──────── SOURCE DATA ────────

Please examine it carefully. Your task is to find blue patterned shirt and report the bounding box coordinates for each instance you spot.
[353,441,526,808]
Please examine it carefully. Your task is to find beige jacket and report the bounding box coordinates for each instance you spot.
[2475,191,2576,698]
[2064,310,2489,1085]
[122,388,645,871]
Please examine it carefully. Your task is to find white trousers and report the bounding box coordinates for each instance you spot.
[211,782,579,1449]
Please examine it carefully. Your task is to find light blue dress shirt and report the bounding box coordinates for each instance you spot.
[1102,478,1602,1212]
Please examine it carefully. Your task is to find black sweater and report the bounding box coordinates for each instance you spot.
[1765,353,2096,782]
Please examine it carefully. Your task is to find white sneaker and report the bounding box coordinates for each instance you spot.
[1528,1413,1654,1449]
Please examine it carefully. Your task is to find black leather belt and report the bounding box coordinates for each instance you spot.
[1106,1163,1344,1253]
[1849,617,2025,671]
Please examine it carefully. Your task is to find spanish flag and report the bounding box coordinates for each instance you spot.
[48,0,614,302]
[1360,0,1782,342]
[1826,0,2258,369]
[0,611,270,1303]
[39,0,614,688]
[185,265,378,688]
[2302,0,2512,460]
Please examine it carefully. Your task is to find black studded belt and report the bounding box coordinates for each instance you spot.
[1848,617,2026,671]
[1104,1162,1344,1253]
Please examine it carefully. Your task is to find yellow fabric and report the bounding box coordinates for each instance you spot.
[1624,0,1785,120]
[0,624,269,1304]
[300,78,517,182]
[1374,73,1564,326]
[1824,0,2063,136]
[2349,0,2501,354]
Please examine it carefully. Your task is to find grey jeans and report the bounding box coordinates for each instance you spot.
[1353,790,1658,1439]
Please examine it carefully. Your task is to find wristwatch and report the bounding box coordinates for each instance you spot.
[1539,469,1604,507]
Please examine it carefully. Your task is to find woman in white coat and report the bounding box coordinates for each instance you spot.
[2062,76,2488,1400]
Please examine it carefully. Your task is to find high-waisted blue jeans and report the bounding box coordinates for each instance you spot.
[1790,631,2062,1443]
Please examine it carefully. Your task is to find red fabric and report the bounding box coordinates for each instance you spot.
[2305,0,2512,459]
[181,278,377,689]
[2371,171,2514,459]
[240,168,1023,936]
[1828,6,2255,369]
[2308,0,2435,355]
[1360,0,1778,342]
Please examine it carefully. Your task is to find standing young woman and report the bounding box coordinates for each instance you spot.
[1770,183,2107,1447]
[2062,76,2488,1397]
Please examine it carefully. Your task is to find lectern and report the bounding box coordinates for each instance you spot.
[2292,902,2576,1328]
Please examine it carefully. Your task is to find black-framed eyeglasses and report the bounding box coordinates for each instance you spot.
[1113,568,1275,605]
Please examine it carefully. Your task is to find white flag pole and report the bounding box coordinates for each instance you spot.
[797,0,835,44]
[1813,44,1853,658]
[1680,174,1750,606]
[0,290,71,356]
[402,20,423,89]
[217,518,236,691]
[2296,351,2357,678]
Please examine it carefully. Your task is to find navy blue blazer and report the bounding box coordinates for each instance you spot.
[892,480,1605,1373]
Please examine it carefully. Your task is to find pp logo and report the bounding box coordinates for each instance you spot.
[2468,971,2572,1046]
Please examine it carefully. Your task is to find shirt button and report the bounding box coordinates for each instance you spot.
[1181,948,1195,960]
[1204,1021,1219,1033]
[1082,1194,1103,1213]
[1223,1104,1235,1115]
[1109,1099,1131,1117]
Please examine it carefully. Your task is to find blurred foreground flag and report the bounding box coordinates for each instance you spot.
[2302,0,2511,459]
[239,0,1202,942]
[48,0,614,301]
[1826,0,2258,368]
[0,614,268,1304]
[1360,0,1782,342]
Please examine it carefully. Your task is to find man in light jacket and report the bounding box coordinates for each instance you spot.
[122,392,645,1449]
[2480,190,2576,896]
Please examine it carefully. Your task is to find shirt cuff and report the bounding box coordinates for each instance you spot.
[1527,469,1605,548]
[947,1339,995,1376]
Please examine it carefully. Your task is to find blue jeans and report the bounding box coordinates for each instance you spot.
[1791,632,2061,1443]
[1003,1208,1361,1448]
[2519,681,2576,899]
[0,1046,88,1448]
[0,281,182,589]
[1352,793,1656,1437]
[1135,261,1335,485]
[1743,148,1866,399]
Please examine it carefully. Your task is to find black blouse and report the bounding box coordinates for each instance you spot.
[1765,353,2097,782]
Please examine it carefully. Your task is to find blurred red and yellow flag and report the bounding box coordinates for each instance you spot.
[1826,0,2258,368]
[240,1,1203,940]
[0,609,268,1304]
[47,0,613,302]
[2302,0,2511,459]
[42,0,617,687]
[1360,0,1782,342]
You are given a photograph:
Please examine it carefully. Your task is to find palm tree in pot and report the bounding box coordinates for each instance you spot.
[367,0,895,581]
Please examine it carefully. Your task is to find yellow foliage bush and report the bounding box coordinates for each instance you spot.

────────

• _WORK TASK_:
Without changing a single word, reproduce the entries above.

• _RESULT BELOW_:
Please examine it carefully. Your task is to find blue patterned shirt and report the bounding box coordinates for each instance you spot.
[353,441,526,808]
Please examine it carefully. Your task is to find beige jacket and report the bounding box coordinates for each instance you spot.
[2475,191,2576,698]
[2064,310,2489,1085]
[122,388,645,871]
Please examine it carefully. Your task is to find white trousers and report the bounding box coordinates for each instance you spot.
[211,782,579,1449]
Please examine it carefully. Your task is to find light blue dress shirt and report the bounding box coordinates for each instance you spot.
[1102,478,1602,1212]
Please examine it carefully. Your task is to find black sweater and report the bounding box coordinates for each instance you spot.
[1765,353,2096,782]
Please examine it carefully. Your task is to find white sneaker and report the bounding box coordinates for each instance you spot.
[1528,1413,1654,1449]
Please examine it carefully. Your task is to find black leather belt and report the bounding box coordinates for each instance you spot.
[1106,1163,1344,1253]
[1849,617,2025,671]
Please examine it carefully. Your task is to find spanish flag and report the bounding box coordinates for each instance you spot.
[48,0,614,302]
[1360,0,1782,342]
[1826,0,2258,369]
[0,611,270,1303]
[39,0,614,688]
[185,265,378,688]
[2302,0,2512,460]
Please examine it carefully. Your task is to find black studded belt and report the bounding box coordinates for each instance you spot.
[1848,617,2026,671]
[1104,1162,1344,1253]
Please examine it carefully. Your task is to find yellow fabric and report the bounding box coordinates for each instance you spot.
[1624,0,1785,120]
[0,624,269,1304]
[300,78,517,182]
[1374,73,1564,326]
[1824,0,2063,136]
[2349,0,2501,354]
Please examine it carefully. Your task is to find grey jeans and report the bounding box coordinates for each instance you spot.
[1353,790,1658,1439]
Please examine it carefully. Your task is to find wristwatch and report the bounding box coordinates for each instance you spot.
[1539,469,1604,507]
Please examine it carefully. Your task is to find woman in white coat and report the bounding box coordinates for each instance you spot.
[2062,76,2488,1400]
Please examine it carefully. Your task is to find high-waisted blue jeans and report the bounding box coordinates for each instance you spot.
[1790,631,2062,1443]
Please examine it carefully. Your task is to find red fabric and report the bounding box coordinates for each instance you spot.
[2305,0,2512,459]
[181,278,377,689]
[2371,171,2514,459]
[240,168,1023,936]
[1828,6,2255,369]
[2308,0,2435,355]
[1360,0,1778,342]
Please examine it carefully. Your task is to find standing young woman and report the bounding box coordinates for each instance you spot.
[1770,183,2107,1447]
[2062,76,2488,1397]
Please examine it carefully. Your task is to find lectern and report the bounding box coordinates for each instance you spot.
[2292,902,2576,1328]
Please examine it carefully. Your task is to find black-framed eyeglasses and report the bounding box coordinates for each instance you spot.
[1113,568,1275,605]
Please examine it carefully. Your task is to find white flag pole and report the bounding box coordinates for each instance you spot.
[797,0,835,44]
[1813,44,1853,658]
[1680,174,1750,606]
[0,290,71,356]
[402,20,423,89]
[217,518,236,691]
[2296,351,2357,678]
Please examine it carefully. Your task is to find navy blue blazer and report the bounding box coordinates for each instance you spot.
[892,480,1605,1373]
Please examine it carefully. Your task is to find pp logo and report the bounding box coordinates for each instance you spot.
[2468,971,2572,1046]
Please examine it carefully. Your task is to find shirt button and report the bounding box coordinates for each instance you spot.
[1181,948,1195,960]
[1204,1021,1219,1033]
[1082,1194,1103,1213]
[1223,1104,1235,1115]
[1109,1099,1131,1117]
Please examine it carefully. Your task is to find blurred foreground flag and report the bounding box coordinates for each instance you spot.
[2302,0,2511,459]
[239,0,1202,942]
[48,0,614,301]
[1826,0,2258,368]
[0,614,268,1304]
[1360,0,1782,342]
Please examine it carefully. Your task is to find man in light jacket and report the bounding box coordinates for each instance you spot.
[122,392,645,1449]
[2480,190,2576,896]
Please examine it carefully. Your task is to find shirt cuff and report the bounding box coordinates for each instance you spot.
[1527,469,1605,548]
[947,1339,995,1376]
Please examine it carefully. Your task is to find blue jeans and report the bounding box coordinates for each instance you spot.
[1791,632,2061,1443]
[1003,1208,1361,1448]
[2519,681,2576,899]
[0,1046,88,1448]
[0,281,182,589]
[1352,793,1656,1437]
[1135,261,1335,485]
[1743,148,1866,399]
Please examine it carefully. Your task is to find black blouse and report the bounding box coordinates for each instance you spot.
[1765,353,2097,782]
Please examine it carefully. Your task is to find blurred red and yellow flag and report the bounding box coordinates for each instance you spot.
[1826,0,2258,368]
[240,1,1203,940]
[0,609,268,1304]
[47,0,613,302]
[2302,0,2511,459]
[42,0,617,687]
[1360,0,1782,342]
You are given a photograph:
Please examine it carefully. Your task is to find palm tree in pot and report the bounding box coordinates for each instance you spot.
[367,0,895,581]
Please examine it carefully. Your task is to find yellow foliage bush and report the bounding box coordinates for each instance you spot.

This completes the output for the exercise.